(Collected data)
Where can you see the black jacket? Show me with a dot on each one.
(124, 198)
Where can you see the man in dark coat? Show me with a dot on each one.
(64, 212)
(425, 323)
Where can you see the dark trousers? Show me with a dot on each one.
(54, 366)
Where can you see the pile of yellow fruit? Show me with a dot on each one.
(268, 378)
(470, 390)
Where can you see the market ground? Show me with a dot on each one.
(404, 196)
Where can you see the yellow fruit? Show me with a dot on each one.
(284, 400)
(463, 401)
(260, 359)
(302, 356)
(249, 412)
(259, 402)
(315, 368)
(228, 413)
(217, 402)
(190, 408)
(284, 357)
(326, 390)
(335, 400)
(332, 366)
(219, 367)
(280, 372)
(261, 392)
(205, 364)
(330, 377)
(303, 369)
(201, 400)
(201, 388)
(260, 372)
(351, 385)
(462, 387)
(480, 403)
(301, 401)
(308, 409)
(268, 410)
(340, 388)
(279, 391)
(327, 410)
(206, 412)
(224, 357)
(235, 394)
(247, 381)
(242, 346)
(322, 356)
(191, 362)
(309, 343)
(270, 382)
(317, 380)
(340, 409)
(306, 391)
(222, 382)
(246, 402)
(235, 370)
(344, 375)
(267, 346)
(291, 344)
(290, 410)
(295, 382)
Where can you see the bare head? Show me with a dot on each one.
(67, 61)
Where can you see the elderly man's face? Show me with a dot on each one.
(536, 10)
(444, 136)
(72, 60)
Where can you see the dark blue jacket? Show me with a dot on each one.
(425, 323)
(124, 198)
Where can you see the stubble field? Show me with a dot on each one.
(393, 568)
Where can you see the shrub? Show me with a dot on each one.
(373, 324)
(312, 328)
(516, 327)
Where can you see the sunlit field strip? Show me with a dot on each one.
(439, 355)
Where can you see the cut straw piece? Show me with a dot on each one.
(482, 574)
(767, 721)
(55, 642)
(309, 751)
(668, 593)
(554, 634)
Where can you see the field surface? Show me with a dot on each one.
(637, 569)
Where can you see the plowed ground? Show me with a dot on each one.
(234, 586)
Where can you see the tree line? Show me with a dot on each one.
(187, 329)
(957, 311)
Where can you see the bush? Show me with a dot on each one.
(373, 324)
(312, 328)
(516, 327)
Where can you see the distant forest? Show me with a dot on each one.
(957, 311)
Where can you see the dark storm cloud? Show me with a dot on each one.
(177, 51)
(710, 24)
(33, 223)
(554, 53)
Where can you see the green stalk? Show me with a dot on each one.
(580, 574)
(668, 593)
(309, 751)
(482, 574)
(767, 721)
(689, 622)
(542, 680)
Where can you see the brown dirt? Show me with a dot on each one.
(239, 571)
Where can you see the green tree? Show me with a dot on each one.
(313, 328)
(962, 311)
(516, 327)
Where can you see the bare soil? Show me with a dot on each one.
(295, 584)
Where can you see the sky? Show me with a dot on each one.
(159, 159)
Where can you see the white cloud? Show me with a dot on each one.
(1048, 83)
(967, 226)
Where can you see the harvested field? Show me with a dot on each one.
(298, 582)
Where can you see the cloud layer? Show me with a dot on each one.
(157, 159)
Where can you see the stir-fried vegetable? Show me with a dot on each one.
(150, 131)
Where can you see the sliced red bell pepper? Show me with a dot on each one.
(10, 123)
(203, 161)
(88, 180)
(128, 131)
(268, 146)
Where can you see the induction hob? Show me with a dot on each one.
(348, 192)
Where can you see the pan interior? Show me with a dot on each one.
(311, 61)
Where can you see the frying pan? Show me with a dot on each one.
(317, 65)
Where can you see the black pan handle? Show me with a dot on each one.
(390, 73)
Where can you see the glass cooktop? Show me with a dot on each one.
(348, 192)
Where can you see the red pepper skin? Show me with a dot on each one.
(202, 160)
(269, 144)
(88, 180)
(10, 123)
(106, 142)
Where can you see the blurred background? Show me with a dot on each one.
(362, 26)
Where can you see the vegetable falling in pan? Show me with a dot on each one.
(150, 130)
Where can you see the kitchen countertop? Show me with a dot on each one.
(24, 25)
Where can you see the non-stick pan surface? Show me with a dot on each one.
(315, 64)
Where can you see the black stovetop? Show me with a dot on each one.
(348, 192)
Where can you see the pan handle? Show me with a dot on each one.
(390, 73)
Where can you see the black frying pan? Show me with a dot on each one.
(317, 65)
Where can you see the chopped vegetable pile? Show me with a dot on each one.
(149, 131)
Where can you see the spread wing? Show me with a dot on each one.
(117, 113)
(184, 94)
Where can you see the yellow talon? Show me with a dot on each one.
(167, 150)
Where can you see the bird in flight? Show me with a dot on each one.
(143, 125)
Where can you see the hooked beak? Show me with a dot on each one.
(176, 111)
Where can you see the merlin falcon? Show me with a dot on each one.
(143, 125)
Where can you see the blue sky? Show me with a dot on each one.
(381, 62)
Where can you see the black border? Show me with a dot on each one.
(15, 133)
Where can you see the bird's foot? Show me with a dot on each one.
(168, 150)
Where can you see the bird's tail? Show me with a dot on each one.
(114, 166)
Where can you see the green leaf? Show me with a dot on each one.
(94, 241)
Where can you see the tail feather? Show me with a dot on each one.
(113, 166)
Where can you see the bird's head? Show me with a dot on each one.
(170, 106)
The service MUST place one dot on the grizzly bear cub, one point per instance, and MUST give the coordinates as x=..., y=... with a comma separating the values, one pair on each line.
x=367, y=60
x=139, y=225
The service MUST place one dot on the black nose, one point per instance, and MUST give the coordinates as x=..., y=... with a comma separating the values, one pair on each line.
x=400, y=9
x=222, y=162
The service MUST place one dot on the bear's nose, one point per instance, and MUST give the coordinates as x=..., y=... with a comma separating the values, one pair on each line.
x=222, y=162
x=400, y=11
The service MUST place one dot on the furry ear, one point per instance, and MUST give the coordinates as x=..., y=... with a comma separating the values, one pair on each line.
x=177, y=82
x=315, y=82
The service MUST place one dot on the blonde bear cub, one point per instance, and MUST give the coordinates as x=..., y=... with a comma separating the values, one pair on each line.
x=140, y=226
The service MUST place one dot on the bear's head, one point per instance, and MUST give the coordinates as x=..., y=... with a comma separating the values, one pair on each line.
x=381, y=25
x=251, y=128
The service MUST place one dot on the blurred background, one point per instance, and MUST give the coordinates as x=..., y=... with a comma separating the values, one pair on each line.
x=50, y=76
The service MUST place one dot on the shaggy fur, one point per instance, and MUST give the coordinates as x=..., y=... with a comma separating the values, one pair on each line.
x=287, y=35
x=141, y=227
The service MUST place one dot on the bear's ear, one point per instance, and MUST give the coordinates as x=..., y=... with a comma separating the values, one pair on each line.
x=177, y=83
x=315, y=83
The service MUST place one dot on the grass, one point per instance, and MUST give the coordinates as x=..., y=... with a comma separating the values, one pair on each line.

# WHAT THE EXERCISE ASKS
All the data must be duplicated exactly, with nothing added or removed.

# ANSWER TO THIS EXERCISE
Where can you see the black jacket? Show me with a dot on each one.
(124, 198)
Where can you see the man in dark coat? Show me with a dot on each one.
(64, 212)
(425, 323)
Where can you see the dark trousers? Show me with a dot on each one.
(54, 366)
Where can you see the pile of yellow fruit? Show me with a dot on each one.
(268, 378)
(470, 390)
Where can you see the market ground? Show me with a dot on each one.
(404, 196)
Where can you see the yellow fruit? Show me with a dot on each one.
(284, 400)
(463, 401)
(260, 359)
(302, 356)
(249, 412)
(259, 402)
(315, 368)
(228, 413)
(217, 402)
(190, 408)
(284, 357)
(326, 390)
(335, 400)
(332, 366)
(219, 367)
(280, 372)
(261, 392)
(205, 364)
(330, 377)
(303, 369)
(201, 400)
(201, 388)
(260, 372)
(351, 385)
(462, 387)
(480, 403)
(301, 401)
(308, 409)
(268, 410)
(340, 388)
(279, 391)
(327, 410)
(206, 412)
(224, 357)
(235, 394)
(247, 381)
(242, 346)
(322, 356)
(191, 362)
(309, 343)
(270, 382)
(317, 380)
(340, 409)
(306, 391)
(222, 382)
(246, 402)
(235, 370)
(344, 375)
(267, 346)
(291, 344)
(290, 410)
(295, 382)
Where can you see the bare head? Show me with a dot on each one.
(67, 61)
Where can you see the elderly man's face? Show me with a dot on each one.
(536, 10)
(444, 136)
(72, 60)
Where can you see the dark blue jacket? Show me with a dot on each one.
(425, 323)
(124, 198)
Where can you see the stubble field? Show me with a dot on each one.
(393, 568)
Where can you see the shrub? Show me with a dot on each one.
(373, 324)
(312, 328)
(516, 327)
Where can you see the sunlit field strip? Show me with a dot on each one.
(439, 355)
Where can you see the cut straw piece? Show me with a dot on each one.
(482, 574)
(767, 721)
(55, 642)
(309, 751)
(668, 593)
(554, 634)
Where can you see the field surface? Show me with a dot on each one.
(637, 569)
Where can you see the plowed ground? Show me with a dot on each one.
(234, 586)
Where can you see the tree line? Show me with a dot on each one.
(187, 329)
(957, 311)
Where can you see the bush? Show me with a dot on each one.
(373, 324)
(312, 328)
(516, 327)
Where can you see the distant forest? Show me with a dot on each one.
(957, 311)
Where can you see the dark storm cloud? Show me with a dot on each one.
(177, 51)
(710, 24)
(33, 223)
(554, 53)
Where can you see the green stalk? Show me with a dot on each one.
(580, 574)
(668, 593)
(309, 751)
(482, 574)
(767, 721)
(689, 622)
(542, 680)
Where can you see the brown dirt? Show me with a dot on each one.
(239, 571)
Where can you see the green tree? Show me with a dot on each one.
(313, 328)
(962, 311)
(516, 327)
Where can you see the bare soil? Show me with a dot on each one.
(295, 584)
Where can you see the sky? Show me with a dot on each one.
(159, 159)
Where can you see the white cloud? Show me with a dot on each one.
(1048, 83)
(967, 226)
Where can you see the harvested field? Show me with a dot on each one.
(298, 582)
Where can you see the cloud layer? Show me with a dot on each one.
(157, 159)
Where can you see the stir-fried vegetable? Show me with a dot on each one.
(150, 131)
Where can you see the sliced red bell pepper? Show me with a dot on each one.
(10, 123)
(203, 161)
(88, 180)
(128, 131)
(268, 146)
Where can you see the induction hob? Show me with a dot on each one.
(348, 192)
Where can you see the pan interior? Show me with a dot on each one.
(311, 61)
Where can you see the frying pan? Show me with a dot on each one.
(317, 65)
Where can you see the black pan handle? Show me with a dot on each one.
(390, 73)
Where can you see the glass cooktop? Show me with a dot on each one.
(348, 192)
Where can you see the red pepper skin? Show me with a dot on each one.
(202, 160)
(269, 144)
(88, 180)
(10, 123)
(106, 142)
Where can you see the blurred background? Show me with a dot on each one.
(362, 26)
Where can you see the vegetable falling in pan? Show me with a dot on each one.
(150, 130)
Where can you see the kitchen countertop? Show me with a dot on each one.
(24, 25)
Where can you see the non-stick pan surface? Show me with a dot on each one.
(315, 64)
Where can you see the black stovetop? Show me with a dot on each one.
(348, 192)
Where can you see the pan handle? Show me with a dot on each one.
(390, 73)
Where can you see the black frying pan? Show me with a dot on each one.
(317, 65)
Where can you see the chopped vegetable pile? Show me with a dot on each one.
(149, 131)
Where can you see the spread wing? Show me with a dot on each one.
(117, 113)
(184, 94)
Where can you see the yellow talon? Show me with a dot on each one.
(167, 150)
Where can you see the bird in flight? Show me with a dot on each one.
(143, 125)
Where can you see the hooked beak? Show me with a dot on each one.
(176, 111)
Where can you see the merlin falcon? Show me with a dot on each one.
(143, 125)
Where can you see the blue sky? Show me with a dot on each one.
(381, 62)
Where can you see the black border? Show me with a dot on each one.
(15, 133)
Where can you see the bird's foot? Show me with a dot on each one.
(168, 150)
Where can you see the bird's tail? Show me with a dot on each one.
(114, 166)
Where can you see the green leaf? Show me with a dot on each one.
(94, 241)
Where can you see the tail feather? Show me with a dot on each one.
(113, 166)
Where can you see the bird's head? Show me with a dot on each one.
(170, 106)
The service MUST place one dot on the grizzly bear cub, one point per instance, and MUST give the coordinates as x=..., y=... with a comma separating the values, one pair on each line.
x=367, y=60
x=139, y=225
The service MUST place one dot on the black nose, one point per instance, and MUST give the coordinates as x=..., y=... with a comma separating the values, one pair on each line.
x=400, y=9
x=222, y=162
The service MUST place one dot on the bear's nose, one point per instance, and MUST give the coordinates as x=..., y=... with a comma separating the values, one pair on each line.
x=222, y=162
x=400, y=11
The service MUST place one dot on the furry ear, one point per instance, and MUST give the coordinates as x=..., y=... with a comma separating the values, one pair on each line.
x=177, y=82
x=315, y=82
The service MUST place one dot on the blonde bear cub, one point per instance, and MUST give the coordinates as x=..., y=... with a comma separating the values, one pair on each line.
x=140, y=226
The service MUST place one dot on the bear's head, one point per instance, and MUST give the coordinates as x=..., y=... with a comma separating the values, one pair on each line.
x=381, y=25
x=251, y=128
The service MUST place one dot on the blurred background, one point per instance, and MUST give the coordinates as x=..., y=... with a comma separating the values, one pair on each line.
x=50, y=76
The service MUST place one dot on the shaggy fur, one point per instance, and MUST give the coordinates as x=..., y=... with a comma separating the values, one pair on each line.
x=287, y=35
x=141, y=227
The service MUST place one dot on the bear's ear, one point per instance, and MUST give the coordinates as x=..., y=... with a comma separating the values, one pair on each line.
x=177, y=83
x=315, y=83
The service MUST place one dot on the grass, one point per instance, and MUST give the coordinates as x=..., y=... with a comma separating the values, one pair on each line.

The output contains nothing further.